◆ **GESTELLTE AUFGABE 1**: Wie viele Wachtmeisterinnen und Wachtmeister sorgen laut dem Text über die Justiz in Rheinland-Pfalz für Sicherheit im Gericht?
◆ **GESTELLTE AUFGABE 2**: Übersetzen Sie den folgenden Satz aus dem Text über die Justiz in Rheinland-Pfalz ins Englische: „Rund 400 Wachtmeisterinnen und Wachtmeister sorgen für Sicherheit im Gericht.“
◆ **GESTELLTE AUFGABE 3**: Führen Sie den Text über die Justiz in Rheinland-Pfalz im Anschluss an seinen letzten Satz fort.

== DOKUMENTTEXT

Von E-Akte bis KI: 8.500 Menschen – ein Rechtsstaat

Vom Wachtmeister bis zur Richterin: Die „Woche der Justiz“ will vom 23. bis 27. Juni zeigen, wie vielfältig das Team hinter Urteilen in Rheinland-Pfalz ist.

Wie ist der Arbeitsalltag im Gericht? Und wie sieht es hinter den Mauern einer JVA aus? Wer sorgt dafür, dass Urteile vollstreckt werden? Was hat KI mit Strafprozessen zu tun? Die „Woche der Justiz“ in Rheinland-Pfalz öffnet Türen, die sonst verschlossen bleiben. Vom Gerichtssaal bis zur virtuellen Zeugensimulation will die Justiz zeigen, dass sie verantwortungsvoll, vielfältig und zukunftsorientiert arbeitet. Einige Fragen und Antworten dazu.

Wie viele Menschen arbeiten bei der Justiz in Rheinland-Pfalz?

In der Justiz einschließlich Justizvollzug arbeiten laut Ministerium derzeit rund 8.500 Menschen, davon etwa 6.320 bei Gerichten und Staatsanwaltschaften. Rund 1.400 von ihnen sind Richterinnen, Richter oder Staatsanwältinnen und Staatsanwälte. Knapp 1.000 Beschäftigte sind als Rechtspflegerinnen und Rechtspfleger tätig. Sie nehmen hoheitliche Aufgaben in sachlicher Unabhängigkeit wahr – etwa bei der Erteilung von Erbscheinen, Grundbucheinträgen oder Zwangsversteigerungen.

Rechtspfleger können nach Zusatzqualifikation auch als Amtsanwälte arbeiten und in Strafverfahren ermitteln. Die größte Gruppe stellen die Justizfachwirtinnen und -fachwirte sowie weitere Justizbeschäftigte mit rund 2.450 Personen. Sie übernehmen Aufgaben in Serviceeinheiten wie Aktenführung, Posteingang und Fristenkontrolle. Rund 400 Wachtmeisterinnen und Wachtmeister sorgen für Sicherheit im Gericht. Im Vollzug sind rund 2.250 Beschäftigte tätig – darunter Vollzugsbeamte, Verwaltungsmitarbeitende, Sozialarbeiter, Psychologen, Mediziner und Pflegekräfte.

Gibt es genug Nachwuchskräfte?

„Die Justiz in Rheinland-Pfalz bietet vielfältige Aufgaben und gute Entwicklungsmöglichkeiten – das macht sie für viele Nachwuchskräfte attraktiv“, sagt ein Sprecher des Justizministeriums, das aktuell von Minister Philipp Fernis (FDP) geführt wird. Die Zahl der Bewerbungen übersteige weiter deutlich die Zahl der Einstellungen. Besonders begehrt seien Stellen im richterlichen und staatsanwaltschaftlichen Dienst.

====
== BEREITGESTELLTE ANGABEN

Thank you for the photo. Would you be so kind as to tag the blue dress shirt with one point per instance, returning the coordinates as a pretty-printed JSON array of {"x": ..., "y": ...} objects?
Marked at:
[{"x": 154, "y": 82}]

====

◆ **LÖSUNG 1**: Rund 400.

◆ **LÖSUNG 2**: Around 400 court officers provide security in the courts.

◆ **LÖSUNG 3**:
Allerdings sei der Wettbewerb um die besten Köpfe bei den Justizbeschäftigten, den Justizfachwirtinnen und -wirten sowie im Rechtspflegerdienst in den vergangenen Jahren größer geworden. Mit der „Woche der Justiz“ will das Land deshalb auch gezielt über Berufsbilder und Karrieremöglichkeiten informieren.

Wie läuft es mit der elektronischen Akte (eAkte)?

Gerichte in Rheinland-Pfalz sollen schneller, moderner und zeitgemäßer werden. Keine Transportwagen voller Akten mehr, weniger Papierberge, mehr Effizienz und höhere Flexibilität sind das Ziel. Dazu soll die elektronische Gerichtsakte (eAkte) beitragen. Seit September 2024 sind dem Justizministerium zufolge alle 56 Gerichte der ordentlichen Gerichtsbarkeit mit der eAkte ausgestattet. Zum 1. Juni 2025 gab es bei den ordentlichen Gerichten insgesamt 453.575 eAkten – davon waren bereits 337.795 Verfahren erledigt.

Bei den Fachgerichten, also den Verwaltungs-, Finanz-, Arbeits- und Sozialgerichten, waren weitere 45.329 Akten angelegt und davon 30.143 erledigt. Bei den Staatsanwaltschaften waren es 75.791 Akten und 67.143 erledigte Verfahren. Die vergleichsweise niedrige Zahl bei Staatsanwaltschaften ist dem Ministerium zufolge damit zu erklären, dass der Roll-out der eAkte erst später begann.

Welche Rolle spielt KI in der Justiz?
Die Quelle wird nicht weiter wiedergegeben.